— start of Provided text —
My son would love a dragon, he spends ages kissing up the glass of a very friendly active one at our local pet shop, it's sooo sweet :flrt: 
He is only 3 though so it's muggins here that would have to actually deal with it !!

Had the honour of watching one emerge today, we sat glued to the tank, it was amazing :notworthy:

Another question has now arisen then - do adult locusts not jump ? I haven't seen these do it yet and I just wondered given the fruit advice ?


----------



## bw89 (Jan 11, 2010)

ASE said:


> My son would love a dragon, he spends ages kissing up the glass of a very friendly active one at our local pet shop, it's sooo sweet :flrt:
> He is only 3 though so it's muggins here that would have to actually deal with it !!
> 
> Had the honour of watching one emerge today, we sat glued to the tank, it was amazing :notworthy:
> ...


Yes the adults can jump, and they can fly short distances too. However, they usually only do so when they feel threatened: victory:: victory:


----------



## ASE (Jun 8, 2011)

Fly - of course, they have them huge wings now - what a silly cow I am :whistling2:

They can forget the fruit then, it's the fridge all the way and maybe the bbq tongs :lol2:
Thank you again bw89, your a star :no1:


----------



## mstypical (Feb 16, 2011)

ASE said:


> Fly - of course, they have them huge wings now - what a silly cow I am :whistling2:
> 
> They can forget the fruit then, it's the fridge all the way and maybe the bbq tongs :lol2:
> Thank you again bw89, your a star :no1:


Haha, don't be daft, I didn't know if the adults could jump and i've been buying them for 7 months! In all honesty, I thought the wings were a decoy as well, never seen one fly! You soon get sick of tongs, you can pick them up if you grab them, say, on either side where their hips would be if they were human. I used to grab the tails, but they soon learn to bend round and deposit some lovely brown liquid on your finger :censor:


----------



## bw89 (Jan 11, 2010)
— end of Provided text —
— start of Rows —
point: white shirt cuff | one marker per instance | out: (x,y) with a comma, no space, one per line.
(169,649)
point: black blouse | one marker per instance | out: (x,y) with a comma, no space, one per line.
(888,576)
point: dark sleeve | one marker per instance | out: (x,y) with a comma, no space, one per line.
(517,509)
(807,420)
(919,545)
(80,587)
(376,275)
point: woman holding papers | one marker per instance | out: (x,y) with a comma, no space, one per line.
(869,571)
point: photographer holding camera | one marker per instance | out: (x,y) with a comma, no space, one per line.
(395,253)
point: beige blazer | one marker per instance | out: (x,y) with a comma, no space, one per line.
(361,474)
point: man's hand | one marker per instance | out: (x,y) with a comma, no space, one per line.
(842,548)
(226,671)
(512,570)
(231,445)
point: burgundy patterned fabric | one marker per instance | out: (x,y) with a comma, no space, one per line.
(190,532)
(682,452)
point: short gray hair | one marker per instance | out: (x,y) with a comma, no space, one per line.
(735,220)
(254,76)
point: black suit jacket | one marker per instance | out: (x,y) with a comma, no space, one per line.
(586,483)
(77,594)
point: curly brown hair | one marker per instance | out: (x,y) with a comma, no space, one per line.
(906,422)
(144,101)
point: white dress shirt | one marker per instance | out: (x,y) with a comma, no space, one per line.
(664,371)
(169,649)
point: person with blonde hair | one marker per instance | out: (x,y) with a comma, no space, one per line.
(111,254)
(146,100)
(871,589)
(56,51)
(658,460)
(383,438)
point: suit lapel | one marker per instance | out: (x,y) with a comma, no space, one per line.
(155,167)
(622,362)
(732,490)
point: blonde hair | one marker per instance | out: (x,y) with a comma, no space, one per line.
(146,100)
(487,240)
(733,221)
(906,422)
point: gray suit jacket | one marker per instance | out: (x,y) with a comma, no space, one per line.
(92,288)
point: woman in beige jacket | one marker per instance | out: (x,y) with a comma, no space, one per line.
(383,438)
— end of Rows —
# [What is asked]
Answer these questions from the forum thread about locusts:
1. How old is the son of the poster ASE?
2. According to bw89, when do adult locusts usually jump or fly?
3. How long has mstypical been buying locusts?

# [Finished exercise]
1. He is 3.
2. When they feel threatened.
3. For 7 months.